Task objective: Rewrite the records below with "even-odd rule" replaced by "nonzero winding rule" everywhere and everything else kept the same. Leave the pictures out of your version.

***** Extracted entries *****

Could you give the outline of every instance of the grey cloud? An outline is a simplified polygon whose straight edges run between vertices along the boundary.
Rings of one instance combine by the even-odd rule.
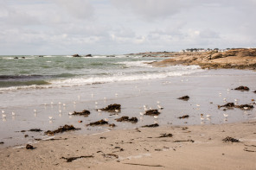
[[[94,14],[94,8],[89,0],[54,0],[54,2],[78,19],[88,19]]]
[[[183,6],[181,1],[176,0],[111,0],[111,2],[118,9],[121,9],[121,11],[128,9],[147,21],[166,18],[177,13]]]

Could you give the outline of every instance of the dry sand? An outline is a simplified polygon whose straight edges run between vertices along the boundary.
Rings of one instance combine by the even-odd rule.
[[[163,134],[172,136],[159,137]],[[227,136],[240,142],[225,142]],[[1,148],[1,169],[253,170],[256,122],[64,134],[33,146],[33,150]],[[72,162],[64,159],[80,156]]]
[[[254,50],[228,53],[221,58],[215,53],[186,54],[153,65],[255,68]],[[163,134],[168,136],[160,137]],[[240,142],[223,142],[227,136]],[[256,169],[256,121],[118,129],[91,135],[64,133],[33,147],[0,148],[1,169],[253,170]]]

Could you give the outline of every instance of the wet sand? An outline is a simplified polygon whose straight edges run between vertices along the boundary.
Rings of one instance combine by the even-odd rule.
[[[256,122],[67,135],[1,148],[1,169],[255,169]],[[163,134],[172,136],[160,137]],[[225,142],[227,136],[240,142]],[[77,160],[67,162],[72,157]],[[70,161],[70,160],[69,160]]]
[[[67,88],[66,93],[55,89],[60,91],[60,96],[48,99],[46,108],[41,100],[47,98],[36,100],[32,105],[16,105],[17,110],[26,114],[22,116],[17,112],[15,120],[7,117],[5,122],[1,123],[1,134],[5,135],[0,141],[5,142],[0,148],[1,169],[255,169],[255,108],[248,110],[218,108],[218,105],[228,102],[249,104],[255,107],[253,101],[256,99],[253,92],[256,90],[255,81],[256,75],[250,71],[209,70],[193,75],[144,82],[93,85],[90,89]],[[233,90],[240,85],[246,85],[250,91]],[[35,94],[40,96],[38,90],[35,93],[29,92],[32,98]],[[93,98],[90,96],[92,92]],[[51,90],[43,93],[46,97],[50,96]],[[107,96],[107,93],[111,95]],[[115,93],[118,95],[115,96]],[[21,98],[22,95],[27,95],[25,91],[20,94]],[[78,95],[80,95],[81,100],[77,101],[74,107],[72,104],[74,100],[70,98]],[[189,100],[177,99],[185,95],[190,97]],[[107,98],[106,101],[104,97]],[[14,99],[13,104],[18,104],[16,101],[21,98]],[[61,106],[63,112],[60,118],[58,98],[67,104],[65,110]],[[52,100],[55,104],[53,107],[49,104]],[[156,109],[157,101],[163,107],[158,118],[139,115],[144,110],[144,104]],[[98,103],[97,108],[95,102]],[[96,110],[114,103],[122,105],[118,115],[111,116]],[[38,113],[37,116],[34,116],[33,108],[36,106]],[[7,108],[6,110],[10,112],[11,106]],[[84,109],[91,111],[88,117],[69,117],[69,111]],[[48,117],[50,111],[54,114],[51,123]],[[204,120],[201,119],[201,114],[203,114]],[[223,114],[228,116],[225,118]],[[184,115],[189,115],[189,118],[178,118]],[[123,116],[136,116],[139,121],[137,123],[117,123],[115,119]],[[102,118],[107,118],[109,123],[115,123],[117,127],[85,126]],[[80,123],[78,120],[83,123]],[[160,127],[141,128],[155,123]],[[73,124],[81,129],[58,134],[52,140],[48,138],[40,142],[35,138],[45,139],[48,136],[43,135],[44,132],[15,132],[35,128],[43,131],[54,130],[64,124]],[[27,134],[29,137],[25,138]],[[167,137],[160,137],[163,134]],[[224,142],[222,140],[227,136],[241,142]],[[8,137],[16,137],[16,141],[22,142],[11,144],[14,139]],[[32,142],[35,149],[24,148],[28,142]],[[5,148],[6,144],[10,147]],[[78,159],[67,162],[72,161],[72,157]]]

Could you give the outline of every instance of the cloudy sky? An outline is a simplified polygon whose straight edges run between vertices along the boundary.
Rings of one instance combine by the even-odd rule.
[[[0,55],[256,47],[256,0],[0,0]]]

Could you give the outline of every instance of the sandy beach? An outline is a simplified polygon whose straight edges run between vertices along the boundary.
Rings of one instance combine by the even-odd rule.
[[[206,69],[88,88],[2,93],[6,101],[13,101],[3,102],[6,112],[22,115],[3,118],[0,124],[1,169],[255,169],[255,85],[253,71]],[[235,90],[240,86],[244,89]],[[52,98],[53,92],[58,95]],[[74,104],[77,96],[80,100]],[[48,97],[54,104],[44,105]],[[178,99],[182,97],[188,98]],[[65,107],[58,104],[60,98]],[[101,110],[113,104],[121,109]],[[141,114],[145,107],[158,107],[157,116]],[[83,110],[90,115],[69,114]],[[117,121],[123,116],[138,122]],[[90,125],[99,120],[108,124]],[[65,124],[80,129],[54,132]],[[143,128],[146,125],[156,127]],[[48,135],[47,130],[53,133]]]
[[[249,121],[139,128],[92,135],[65,134],[34,144],[33,150],[1,148],[1,169],[253,170],[255,126],[255,121]],[[240,142],[223,142],[227,136]],[[72,157],[77,160],[67,160]]]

*****

Exercise result:
Could you give the outline of every instance of the grey cloud? An outline is a simplified polygon whose straight edges run between vertices along the boundary.
Rings of one instance combine by the nonzero winding rule.
[[[94,14],[94,8],[89,0],[54,0],[54,2],[78,19],[88,19]]]
[[[183,6],[181,1],[176,0],[111,0],[111,2],[118,9],[121,9],[121,11],[128,9],[147,21],[166,18],[177,13]]]

Could you give the outline of every instance of the dry sand? An outline is a simplified polygon whose straight edges run between vertices along the boundary.
Rings of one instance combine by the nonzero winding rule.
[[[163,134],[172,136],[159,137]],[[227,136],[240,142],[225,142]],[[1,148],[1,169],[253,170],[256,122],[64,134],[33,146],[33,150]],[[72,162],[64,159],[80,156]]]
[[[254,50],[228,53],[221,58],[215,53],[186,54],[153,65],[255,68]],[[163,134],[168,136],[160,137]],[[240,142],[223,142],[227,136]],[[256,169],[256,121],[118,129],[91,135],[64,133],[33,147],[0,148],[1,169],[253,170]]]

Could you give the outline of every instance of the wet sand? An outline is a simplified polygon whose straight edges run between vertices along the boundary.
Rings of one instance combine by the nonzero winding rule.
[[[256,122],[67,135],[1,148],[1,169],[255,169]],[[163,134],[172,136],[160,137]],[[225,142],[227,136],[240,142]],[[77,160],[67,162],[72,157]],[[70,161],[70,160],[69,160]]]
[[[67,88],[66,93],[55,89],[60,91],[60,96],[48,99],[46,108],[41,100],[47,98],[36,100],[32,105],[16,105],[17,110],[26,114],[22,116],[17,112],[15,120],[7,117],[5,122],[1,123],[1,134],[5,135],[0,141],[5,142],[0,148],[1,169],[255,169],[255,108],[248,110],[218,108],[218,105],[228,102],[249,104],[255,107],[253,101],[256,99],[253,92],[256,90],[255,81],[256,75],[250,71],[209,70],[193,75],[144,82],[93,85],[90,89]],[[233,90],[240,85],[246,85],[250,91]],[[35,94],[40,96],[38,90],[35,93],[29,92],[32,98]],[[93,98],[90,96],[92,92]],[[51,90],[43,93],[46,97],[50,96]],[[107,96],[107,93],[111,95]],[[115,93],[118,95],[115,96]],[[21,98],[22,95],[27,95],[25,91],[20,94]],[[78,95],[80,95],[81,100],[77,101],[74,107],[72,104],[74,100],[70,98]],[[189,100],[177,99],[185,95],[190,97]],[[107,98],[106,101],[104,97]],[[14,99],[13,104],[18,104],[16,101],[21,98]],[[61,106],[63,112],[60,118],[58,98],[67,104],[65,110]],[[52,100],[55,104],[53,107],[49,104]],[[156,109],[157,101],[163,107],[158,118],[139,115],[144,110],[144,104]],[[98,103],[97,108],[95,102]],[[96,110],[114,103],[122,105],[118,115],[111,116]],[[38,113],[37,116],[34,116],[33,108],[36,106]],[[7,108],[6,110],[10,112],[11,106]],[[84,109],[91,111],[88,117],[69,117],[69,111]],[[48,117],[50,111],[54,114],[51,123]],[[204,120],[201,119],[201,114],[203,114]],[[223,114],[228,116],[225,118]],[[184,115],[189,115],[189,118],[178,118]],[[123,116],[136,116],[139,121],[137,123],[117,123],[115,119]],[[102,118],[107,118],[109,123],[115,123],[117,127],[85,126]],[[80,123],[78,120],[83,123]],[[160,127],[141,128],[155,123]],[[73,124],[81,129],[58,134],[52,140],[48,138],[40,142],[35,138],[45,139],[48,136],[43,135],[44,132],[15,132],[35,128],[43,131],[54,130],[64,124]],[[27,134],[29,137],[25,138]],[[167,137],[160,137],[163,134]],[[224,142],[222,140],[227,136],[241,142]],[[8,137],[16,137],[16,141],[22,142],[11,144],[14,139]],[[32,142],[35,149],[24,148],[28,142]],[[5,148],[6,144],[10,147]],[[78,159],[67,162],[72,161],[72,157]]]

Could you give the outline of every instance of the cloudy sky? An outline is a simplified polygon whose straight edges run between vertices along the boundary.
Rings of one instance combine by the nonzero winding rule.
[[[0,55],[256,47],[256,0],[0,0]]]

Could you give the outline of every instance of the sandy beach? An outline is a simplified polygon whose straight edges run between vertices along the boundary.
Rings of one instance combine by the nonzero winding rule.
[[[206,69],[88,88],[2,93],[6,101],[13,101],[3,102],[6,112],[22,115],[3,118],[0,124],[1,169],[255,169],[255,85],[253,71]],[[235,90],[240,86],[244,89]],[[52,98],[53,92],[58,95]],[[74,104],[77,96],[80,100]],[[48,97],[54,104],[44,105]],[[178,99],[182,97],[188,98]],[[65,107],[58,104],[60,98]],[[101,110],[113,104],[121,109]],[[141,114],[145,107],[158,107],[157,116]],[[83,110],[90,115],[69,114]],[[117,121],[123,116],[138,122]],[[90,125],[99,120],[108,124]],[[65,124],[80,129],[54,132]],[[143,128],[146,125],[156,127]],[[48,135],[47,130],[53,133]]]
[[[249,121],[139,128],[92,135],[65,134],[34,144],[33,150],[1,148],[1,169],[253,170],[255,126],[255,121]],[[240,142],[223,142],[227,136]],[[72,157],[77,160],[67,160]]]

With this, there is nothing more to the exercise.